▶

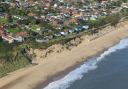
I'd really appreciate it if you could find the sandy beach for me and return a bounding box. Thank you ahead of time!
[0,21,128,89]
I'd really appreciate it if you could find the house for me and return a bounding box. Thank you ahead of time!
[2,35,14,43]
[14,36,24,42]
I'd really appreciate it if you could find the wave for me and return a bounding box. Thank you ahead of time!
[43,39,128,89]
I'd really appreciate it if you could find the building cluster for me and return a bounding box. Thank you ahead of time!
[0,0,128,43]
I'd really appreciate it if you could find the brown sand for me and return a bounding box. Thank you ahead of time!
[0,22,128,89]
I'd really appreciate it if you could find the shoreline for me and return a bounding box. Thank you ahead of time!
[0,21,128,89]
[32,48,107,89]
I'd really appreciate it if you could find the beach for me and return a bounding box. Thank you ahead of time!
[0,21,128,89]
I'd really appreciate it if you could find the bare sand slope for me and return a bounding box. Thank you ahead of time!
[0,22,128,89]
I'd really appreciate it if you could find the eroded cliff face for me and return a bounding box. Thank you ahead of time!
[29,21,128,63]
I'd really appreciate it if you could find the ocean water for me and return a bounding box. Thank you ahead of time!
[42,39,128,89]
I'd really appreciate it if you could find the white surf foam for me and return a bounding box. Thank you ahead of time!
[43,39,128,89]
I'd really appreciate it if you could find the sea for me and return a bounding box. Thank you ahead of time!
[42,38,128,89]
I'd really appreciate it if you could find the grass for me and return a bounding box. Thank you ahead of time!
[8,27,21,34]
[0,17,8,24]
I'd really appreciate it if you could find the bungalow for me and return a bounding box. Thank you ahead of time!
[14,36,24,42]
[2,35,14,43]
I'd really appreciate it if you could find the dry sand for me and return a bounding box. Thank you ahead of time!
[0,21,128,89]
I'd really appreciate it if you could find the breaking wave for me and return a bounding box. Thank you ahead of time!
[43,39,128,89]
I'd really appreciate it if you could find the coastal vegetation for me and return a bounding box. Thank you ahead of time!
[0,0,128,77]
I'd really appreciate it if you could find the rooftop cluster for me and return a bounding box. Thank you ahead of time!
[0,0,128,43]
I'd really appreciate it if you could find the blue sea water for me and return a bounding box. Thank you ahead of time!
[43,39,128,89]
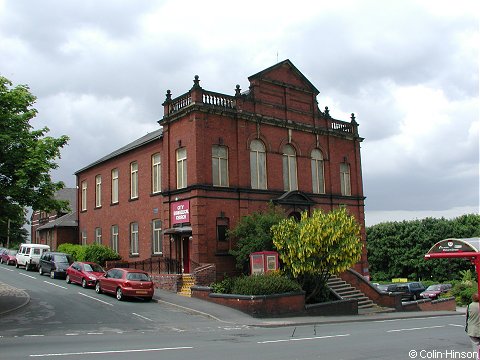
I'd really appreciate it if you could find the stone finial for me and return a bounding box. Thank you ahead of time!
[325,106,330,117]
[193,75,200,88]
[350,113,358,125]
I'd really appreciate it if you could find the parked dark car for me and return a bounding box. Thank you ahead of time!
[396,281,425,301]
[65,262,105,288]
[38,251,73,279]
[420,284,451,299]
[376,284,397,294]
[95,268,154,301]
[0,249,18,265]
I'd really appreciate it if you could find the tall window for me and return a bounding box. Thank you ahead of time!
[82,181,87,211]
[95,175,102,207]
[130,223,138,255]
[95,228,102,245]
[130,161,138,199]
[340,163,352,196]
[283,144,298,191]
[212,145,228,186]
[112,169,118,204]
[177,148,187,189]
[152,154,162,194]
[311,149,325,194]
[111,225,118,253]
[250,140,267,189]
[152,219,162,254]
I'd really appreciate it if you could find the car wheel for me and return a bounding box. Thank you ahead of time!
[117,288,125,301]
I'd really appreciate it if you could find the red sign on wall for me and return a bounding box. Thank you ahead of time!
[170,200,190,226]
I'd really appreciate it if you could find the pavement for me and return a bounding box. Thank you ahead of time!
[0,282,466,327]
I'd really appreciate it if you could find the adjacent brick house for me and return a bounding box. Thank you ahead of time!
[76,60,368,275]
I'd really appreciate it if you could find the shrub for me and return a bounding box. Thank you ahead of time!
[57,243,86,261]
[212,273,301,295]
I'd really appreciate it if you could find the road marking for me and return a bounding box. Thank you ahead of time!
[78,291,113,306]
[387,325,445,332]
[19,273,36,279]
[29,346,193,357]
[132,313,153,321]
[257,334,350,344]
[43,280,68,290]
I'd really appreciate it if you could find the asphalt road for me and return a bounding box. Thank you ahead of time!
[0,265,473,360]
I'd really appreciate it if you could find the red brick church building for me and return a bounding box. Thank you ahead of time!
[76,60,368,275]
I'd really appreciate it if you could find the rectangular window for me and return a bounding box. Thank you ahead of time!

◀

# WORK TO COMPLETE:
Leave out the pictures, and give all the records again exactly.

# WRITTEN ANSWER:
I'd really appreciate it if you could find the sandy beach for me and return a bounding box. Thank you ahead of time!
[0,21,128,89]
I'd really appreciate it if you could find the house for me and return a bounding box. Thank you ahead of time!
[2,35,14,43]
[14,36,24,42]
I'd really appreciate it if you could find the wave for me and return a bounding box. Thank you ahead of time!
[43,39,128,89]
I'd really appreciate it if you could find the building cluster for me and return a bounding box. Thank you ahead of time!
[0,0,128,43]
I'd really appreciate it if you could find the brown sand for me and return a bounding box. Thank you ahead of time!
[0,22,128,89]
I'd really appreciate it if you could find the shoreline for me and return a bounding box. Thank you ahead of time!
[0,21,128,89]
[32,48,107,89]
I'd really appreciate it if you could find the beach for me and return a bounding box. Thank you ahead of time!
[0,21,128,89]
I'd really appreciate it if you could find the bare sand slope for me and return a bounding box. Thank you ahead of time!
[0,22,128,89]
I'd really appreciate it if you could find the eroded cliff face for me and return a bounding box. Thank you ahead of time!
[29,21,128,63]
I'd really appreciate it if you could find the ocean water for me and return a bounding box. Thank you ahead of time!
[42,39,128,89]
I'd really appreciate it if you could find the white surf foam for me and return a bounding box. Thank you ahead of time!
[43,39,128,89]
I'd really appreciate it if you could find the sea for me and return a bounding box. Thank you ahead of time!
[42,38,128,89]
I'd really appreciate it if you could find the grass for me and return a bounding box. Thank you ahead of time!
[8,27,21,34]
[0,17,8,24]
I'd really appreciate it if you could find the bungalow for me and return a bounding box. Thank you ahead of time!
[14,36,24,42]
[2,35,14,43]
I'd really appreciate it if you could find the dry sand for me and return a bounding box. Thank you ahead of time!
[0,21,128,89]
I'd really appreciate it if you could find the breaking wave for me and return a bounding box. Thank you ahead of time!
[43,39,128,89]
I'd really appreciate it if you could find the coastal vegetation for me and return a bounding box. Thank you ahead of time!
[0,0,128,77]
I'd really appreciate it if you could find the rooftop cluster for me and return a bounding box. Thank you ahead of time!
[0,0,128,43]
I'd really appreciate it if you could find the blue sea water for me and return a bounding box. Thank you ahead of time!
[43,39,128,89]
I'd really appreciate it if you could find the stone finial for me and return a bounding box. Thank you ahead of time!
[325,106,330,117]
[193,75,200,88]
[350,113,358,125]
I'd really appreciate it if you could find the parked dark car for me and return a bounding box. Thank you ahead of time!
[396,281,425,301]
[65,262,105,288]
[38,251,73,279]
[420,284,451,299]
[376,284,397,294]
[95,268,154,301]
[0,249,18,265]
I'd really appreciate it if you could find the tall window for me and return a bounding box. Thank you ahead of time!
[82,181,87,211]
[95,175,102,207]
[130,223,138,255]
[95,228,102,245]
[130,161,138,199]
[340,163,352,196]
[283,144,298,191]
[212,145,228,186]
[112,169,118,204]
[177,148,187,189]
[152,154,162,194]
[311,149,325,194]
[111,225,118,253]
[250,140,267,189]
[152,219,162,254]
I'd really appreciate it if you could find the car wheel for me and return a bounding box. Thank you ahead of time!
[117,288,125,301]
I'd really appreciate it if you could find the red sign on wall for me and return a bounding box. Thank you ahead of time!
[170,200,190,226]
I'd really appreciate it if you could find the pavement for me and return a bounding box. Thank you ahead of time!
[0,282,466,327]
I'd really appreciate it if you could find the adjacent brick house for me and return a bounding box. Thank you ahead of time!
[76,60,368,275]
I'd really appreciate it if you could find the shrub for me and return a bounding box. Thank you ahead of time!
[57,243,86,261]
[212,273,301,295]
I'd really appreciate it if you could find the road marking for me and return a bounding box. Thank you ahead of time!
[78,291,113,306]
[387,325,445,332]
[19,273,36,279]
[29,346,193,357]
[132,313,153,321]
[257,334,350,344]
[43,280,68,290]
I'd really appreciate it if you could find the asphalt road for me and return a bounding box. Thank you ahead of time!
[0,265,473,360]
I'd really appreciate it if you could find the red brick church building for me and return a bounding box. Thank you ahead of time!
[76,60,368,275]
I'd really appreciate it if you could find the rectangular window for me and return a bounding box. Thank you ahead of time!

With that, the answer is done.